What is required: Write the records out again, keeping each line exactly as it is.

[Referring expression data]
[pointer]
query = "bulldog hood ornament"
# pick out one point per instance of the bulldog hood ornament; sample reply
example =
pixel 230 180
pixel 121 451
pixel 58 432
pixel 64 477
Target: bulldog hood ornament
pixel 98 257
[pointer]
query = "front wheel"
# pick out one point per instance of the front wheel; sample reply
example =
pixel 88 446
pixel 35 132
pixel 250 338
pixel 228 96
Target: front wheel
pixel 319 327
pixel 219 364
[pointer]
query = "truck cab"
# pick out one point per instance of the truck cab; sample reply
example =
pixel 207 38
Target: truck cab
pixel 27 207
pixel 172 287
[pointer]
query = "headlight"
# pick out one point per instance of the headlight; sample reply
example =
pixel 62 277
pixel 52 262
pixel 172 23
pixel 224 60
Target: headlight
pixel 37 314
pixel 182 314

Response for this exercise:
[pointer]
query = "bulldog hood ornament"
# pick out one point per instance of the bulldog hood ornament; sample reply
example =
pixel 230 180
pixel 121 451
pixel 58 432
pixel 64 477
Target: bulldog hood ornament
pixel 98 257
[pointer]
query = "front wheel"
# pick out one point per instance of the front wheel; sample reply
example =
pixel 88 446
pixel 35 132
pixel 250 338
pixel 228 96
Target: front wheel
pixel 319 327
pixel 219 364
[pointer]
query = "truck cab"
# pick out one point per instance of the truck cab; sample reply
example =
pixel 207 38
Target: truck cab
pixel 27 207
pixel 172 287
[pointer]
query = "headlight"
# pick out one point per instance of the headlight; sample reply
example =
pixel 62 277
pixel 52 262
pixel 172 23
pixel 224 60
Target: headlight
pixel 37 314
pixel 182 314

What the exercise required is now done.